■ TESTO DI LETTURA
Francesco Cimmino 07/12/2019
Updated 2019/12/09 at 4:59 PM
4 Minuti per la lettura

Nel cortile di Via Fornovecchio del Dipartimento di Architettura della Federico II, per un nutrito gruppo di studenti ed architetti, c’è stata la possibilità di partecipare al workshop “Le 4 A”: Agricoltura, Architettura, Artigianato, Arte, ovvero le forme della vita umana necessarie alla sua r/esistenza nel deserto del Sahara.

Gli obiettivi del workshop erano fondamentalmente due: rendere partecipi i presenti in maniera attiva della causa Saharawi e mostrare le metodologie sostenibili.

Il popolo Saharawi vive all’ombra di un lunghissimo muro da più di 40 anni: le terre del Sahara occidentale sono state divise da 2700 km di muro minato da Marocchini e Mauritani. La popolazione è stata costretta a fuggire ed a costruire campi profughi nella vicina Algeria.

Qui, nel cuore del Sahara, si svolge la vita di un popolo che lottando quotidianamente ha saputo adattarsi, ma che nella speranza di tornare a casa cerca soluzioni non definitive, reversibili e sostenibili.

Agricoltura

L’alimentazione è alla base della vita; riuscire a coltivare nel deserto è una vera sfida vinta attraverso la coltura idroponica: le radici non sono nel suolo, ma immerse in una soluzione di acqua e sostanze nutrienti. Nelle zone aride del pianeta è difficoltoso trovare campi adatti alla coltivazione; così è stata introdotta questa tecnica che comporta grande risparmio di risorse idriche, ma anche un minore consumo di suolo.

■ CONSEGNA
Trascrivi per intero il testo sul workshop "Le 4 A", senza cambiare nulla. L'elenco proviene da una fonte diversa.

■ DATI FORNITI
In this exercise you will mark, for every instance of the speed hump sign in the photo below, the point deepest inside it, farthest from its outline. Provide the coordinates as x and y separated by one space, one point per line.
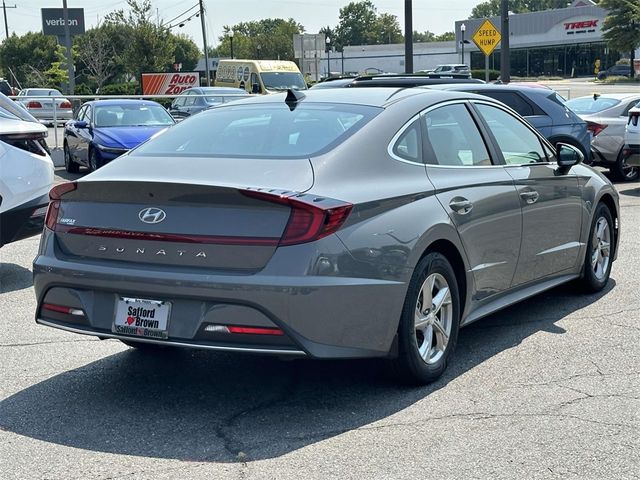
487 37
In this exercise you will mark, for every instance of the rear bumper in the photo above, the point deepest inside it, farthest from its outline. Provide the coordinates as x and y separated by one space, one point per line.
632 155
321 316
24 221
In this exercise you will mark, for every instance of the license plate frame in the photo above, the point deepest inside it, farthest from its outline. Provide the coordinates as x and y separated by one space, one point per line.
141 317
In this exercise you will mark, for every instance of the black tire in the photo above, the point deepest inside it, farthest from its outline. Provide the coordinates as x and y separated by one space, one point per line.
623 173
144 346
69 165
409 366
590 280
94 161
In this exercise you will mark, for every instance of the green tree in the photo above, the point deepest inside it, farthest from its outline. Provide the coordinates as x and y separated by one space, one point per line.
150 46
621 28
388 29
185 52
269 38
358 24
425 36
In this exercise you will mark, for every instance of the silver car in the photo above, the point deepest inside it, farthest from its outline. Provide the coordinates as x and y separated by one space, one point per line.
336 223
606 116
40 102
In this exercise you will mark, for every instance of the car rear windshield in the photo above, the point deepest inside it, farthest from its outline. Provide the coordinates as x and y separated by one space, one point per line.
132 116
261 131
588 105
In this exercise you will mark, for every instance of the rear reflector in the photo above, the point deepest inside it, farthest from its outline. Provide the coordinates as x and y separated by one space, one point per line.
243 330
62 309
595 128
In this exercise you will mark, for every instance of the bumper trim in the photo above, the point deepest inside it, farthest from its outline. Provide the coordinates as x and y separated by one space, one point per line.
171 343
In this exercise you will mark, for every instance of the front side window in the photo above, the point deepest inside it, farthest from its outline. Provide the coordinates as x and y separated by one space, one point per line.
518 144
454 137
264 130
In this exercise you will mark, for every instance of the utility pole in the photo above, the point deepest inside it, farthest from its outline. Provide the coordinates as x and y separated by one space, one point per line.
67 42
204 43
6 25
408 36
505 60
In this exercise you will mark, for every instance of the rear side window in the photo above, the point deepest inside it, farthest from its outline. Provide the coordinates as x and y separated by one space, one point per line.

■ SOLUZIONE ESERCIZIO
Francesco Cimmino 07/12/2019
Updated 2019/12/09 at 4:59 PM
4 Minuti per la lettura

Nel cortile di Via Fornovecchio del Dipartimento di Architettura della Federico II, per un nutrito gruppo di studenti ed architetti, c’è stata la possibilità di partecipare al workshop “Le 4 A”: Agricoltura, Architettura, Artigianato, Arte, ovvero le forme della vita umana necessarie alla sua r/esistenza nel deserto del Sahara.

Gli obiettivi del workshop erano fondamentalmente due: rendere partecipi i presenti in maniera attiva della causa Saharawi e mostrare le metodologie sostenibili.

Il popolo Saharawi vive all’ombra di un lunghissimo muro da più di 40 anni: le terre del Sahara occidentale sono state divise da 2700 km di muro minato da Marocchini e Mauritani. La popolazione è stata costretta a fuggire ed a costruire campi profughi nella vicina Algeria.

Qui, nel cuore del Sahara, si svolge la vita di un popolo che lottando quotidianamente ha saputo adattarsi, ma che nella speranza di tornare a casa cerca soluzioni non definitive, reversibili e sostenibili.

Agricoltura

L’alimentazione è alla base della vita; riuscire a coltivare nel deserto è una vera sfida vinta attraverso la coltura idroponica: le radici non sono nel suolo, ma immerse in una soluzione di acqua e sostanze nutrienti. Nelle zone aride del pianeta è difficoltoso trovare campi adatti alla coltivazione; così è stata introdotta questa tecnica che comporta grande risparmio di risorse idriche, ma anche un minore consumo di suolo.